* Begin EXERCISE DATA *

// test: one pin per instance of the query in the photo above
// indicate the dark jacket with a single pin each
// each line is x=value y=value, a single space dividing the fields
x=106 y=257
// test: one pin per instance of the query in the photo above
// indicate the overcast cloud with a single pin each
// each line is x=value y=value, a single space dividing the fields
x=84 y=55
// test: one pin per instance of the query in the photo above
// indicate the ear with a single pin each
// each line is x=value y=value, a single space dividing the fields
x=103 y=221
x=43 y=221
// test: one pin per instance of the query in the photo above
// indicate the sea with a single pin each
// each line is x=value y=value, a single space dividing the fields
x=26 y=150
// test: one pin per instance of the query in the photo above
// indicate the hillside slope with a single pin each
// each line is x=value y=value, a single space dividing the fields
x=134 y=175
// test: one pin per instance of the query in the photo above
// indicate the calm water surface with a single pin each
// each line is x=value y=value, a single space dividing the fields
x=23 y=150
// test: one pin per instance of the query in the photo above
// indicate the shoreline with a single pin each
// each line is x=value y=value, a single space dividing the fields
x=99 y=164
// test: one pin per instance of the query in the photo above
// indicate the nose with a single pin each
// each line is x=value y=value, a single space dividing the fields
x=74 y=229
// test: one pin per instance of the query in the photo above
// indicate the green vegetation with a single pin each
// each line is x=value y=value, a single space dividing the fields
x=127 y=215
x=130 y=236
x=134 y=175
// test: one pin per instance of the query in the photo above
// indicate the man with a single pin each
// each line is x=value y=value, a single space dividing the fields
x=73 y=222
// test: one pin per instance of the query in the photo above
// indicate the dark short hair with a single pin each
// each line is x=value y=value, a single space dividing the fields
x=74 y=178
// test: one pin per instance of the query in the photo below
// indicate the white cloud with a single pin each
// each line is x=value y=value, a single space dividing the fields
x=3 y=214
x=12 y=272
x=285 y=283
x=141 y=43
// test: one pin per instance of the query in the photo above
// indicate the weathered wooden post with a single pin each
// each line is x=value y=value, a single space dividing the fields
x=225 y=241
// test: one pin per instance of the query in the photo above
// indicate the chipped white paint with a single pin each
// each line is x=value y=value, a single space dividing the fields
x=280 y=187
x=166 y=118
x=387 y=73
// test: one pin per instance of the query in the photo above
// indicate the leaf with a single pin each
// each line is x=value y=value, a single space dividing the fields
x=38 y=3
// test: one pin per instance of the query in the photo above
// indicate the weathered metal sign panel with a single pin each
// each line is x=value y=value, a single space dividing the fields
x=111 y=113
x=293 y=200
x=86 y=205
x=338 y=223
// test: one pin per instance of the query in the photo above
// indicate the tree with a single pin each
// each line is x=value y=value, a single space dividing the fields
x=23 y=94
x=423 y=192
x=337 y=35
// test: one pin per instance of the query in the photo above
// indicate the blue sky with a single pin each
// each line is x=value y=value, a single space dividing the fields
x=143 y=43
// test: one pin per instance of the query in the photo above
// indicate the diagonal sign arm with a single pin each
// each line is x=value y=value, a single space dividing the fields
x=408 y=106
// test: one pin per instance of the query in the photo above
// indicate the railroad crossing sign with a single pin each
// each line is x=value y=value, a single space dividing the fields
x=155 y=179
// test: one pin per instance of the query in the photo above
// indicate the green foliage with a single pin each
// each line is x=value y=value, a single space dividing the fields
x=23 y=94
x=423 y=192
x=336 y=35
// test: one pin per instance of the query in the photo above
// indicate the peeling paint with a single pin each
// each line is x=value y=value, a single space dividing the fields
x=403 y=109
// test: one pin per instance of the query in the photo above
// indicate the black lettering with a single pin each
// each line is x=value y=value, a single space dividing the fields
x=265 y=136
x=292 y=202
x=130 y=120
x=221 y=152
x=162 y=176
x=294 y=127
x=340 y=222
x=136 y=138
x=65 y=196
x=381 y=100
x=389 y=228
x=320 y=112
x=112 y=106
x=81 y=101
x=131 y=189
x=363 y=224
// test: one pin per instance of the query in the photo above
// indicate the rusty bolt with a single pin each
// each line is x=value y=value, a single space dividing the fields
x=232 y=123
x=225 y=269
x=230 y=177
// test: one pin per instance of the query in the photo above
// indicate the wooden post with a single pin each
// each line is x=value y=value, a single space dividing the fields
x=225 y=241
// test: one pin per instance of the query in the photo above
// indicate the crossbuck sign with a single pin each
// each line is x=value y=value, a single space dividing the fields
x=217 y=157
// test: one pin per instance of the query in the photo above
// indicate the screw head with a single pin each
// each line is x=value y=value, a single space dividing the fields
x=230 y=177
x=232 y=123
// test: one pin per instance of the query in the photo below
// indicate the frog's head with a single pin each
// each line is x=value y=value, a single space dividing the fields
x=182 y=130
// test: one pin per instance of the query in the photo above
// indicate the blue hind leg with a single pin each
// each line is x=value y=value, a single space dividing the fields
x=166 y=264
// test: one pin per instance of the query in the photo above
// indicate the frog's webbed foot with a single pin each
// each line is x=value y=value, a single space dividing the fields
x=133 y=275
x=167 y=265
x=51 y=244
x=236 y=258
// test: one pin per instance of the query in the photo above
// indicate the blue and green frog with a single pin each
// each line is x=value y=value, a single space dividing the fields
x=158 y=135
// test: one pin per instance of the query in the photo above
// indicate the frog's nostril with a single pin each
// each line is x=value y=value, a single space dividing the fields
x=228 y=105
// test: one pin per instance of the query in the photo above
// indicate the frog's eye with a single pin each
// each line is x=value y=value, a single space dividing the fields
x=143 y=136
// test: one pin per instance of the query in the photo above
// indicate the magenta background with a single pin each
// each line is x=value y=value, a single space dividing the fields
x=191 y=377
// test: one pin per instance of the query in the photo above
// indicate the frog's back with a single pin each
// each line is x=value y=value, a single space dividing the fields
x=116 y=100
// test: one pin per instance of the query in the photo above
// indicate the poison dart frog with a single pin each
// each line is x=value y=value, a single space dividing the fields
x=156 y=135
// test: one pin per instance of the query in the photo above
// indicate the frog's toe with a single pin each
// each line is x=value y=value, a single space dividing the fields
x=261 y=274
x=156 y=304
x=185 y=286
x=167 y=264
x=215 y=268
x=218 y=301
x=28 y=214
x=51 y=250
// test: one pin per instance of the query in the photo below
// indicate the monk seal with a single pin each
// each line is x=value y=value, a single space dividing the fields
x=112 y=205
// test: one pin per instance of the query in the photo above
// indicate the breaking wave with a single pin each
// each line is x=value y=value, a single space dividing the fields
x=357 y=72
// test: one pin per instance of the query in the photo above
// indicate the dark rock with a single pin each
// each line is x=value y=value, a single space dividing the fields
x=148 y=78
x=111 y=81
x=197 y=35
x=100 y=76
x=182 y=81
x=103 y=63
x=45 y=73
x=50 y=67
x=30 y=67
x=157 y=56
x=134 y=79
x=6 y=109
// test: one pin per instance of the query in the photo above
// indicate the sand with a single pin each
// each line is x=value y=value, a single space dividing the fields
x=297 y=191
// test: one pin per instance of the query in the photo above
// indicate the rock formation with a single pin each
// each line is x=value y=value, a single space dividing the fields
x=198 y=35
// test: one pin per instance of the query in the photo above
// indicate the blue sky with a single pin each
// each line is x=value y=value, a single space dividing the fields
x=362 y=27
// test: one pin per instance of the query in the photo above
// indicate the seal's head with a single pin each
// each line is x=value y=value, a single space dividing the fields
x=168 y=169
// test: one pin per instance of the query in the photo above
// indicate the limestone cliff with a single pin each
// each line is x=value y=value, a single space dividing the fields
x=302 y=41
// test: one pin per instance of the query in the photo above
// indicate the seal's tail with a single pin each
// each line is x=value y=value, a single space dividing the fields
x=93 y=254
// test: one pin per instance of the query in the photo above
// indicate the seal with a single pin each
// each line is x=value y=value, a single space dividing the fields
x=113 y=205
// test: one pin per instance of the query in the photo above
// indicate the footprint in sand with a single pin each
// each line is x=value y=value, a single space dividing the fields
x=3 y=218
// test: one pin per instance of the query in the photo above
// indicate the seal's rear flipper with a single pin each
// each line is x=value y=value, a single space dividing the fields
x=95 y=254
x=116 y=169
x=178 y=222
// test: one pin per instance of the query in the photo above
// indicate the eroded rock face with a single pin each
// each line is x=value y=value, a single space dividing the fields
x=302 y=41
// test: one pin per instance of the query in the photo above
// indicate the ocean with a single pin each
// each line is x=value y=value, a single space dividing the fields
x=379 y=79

* End EXERCISE DATA *

• GIVEN PROBLEM: Pick out and copy each line of the rows above that contains the word "wooden". Case counts.

• SOLUTION FOR THIS TASK:
// indicate the weathered wooden post with a single pin each
// indicate the wooden post with a single pin each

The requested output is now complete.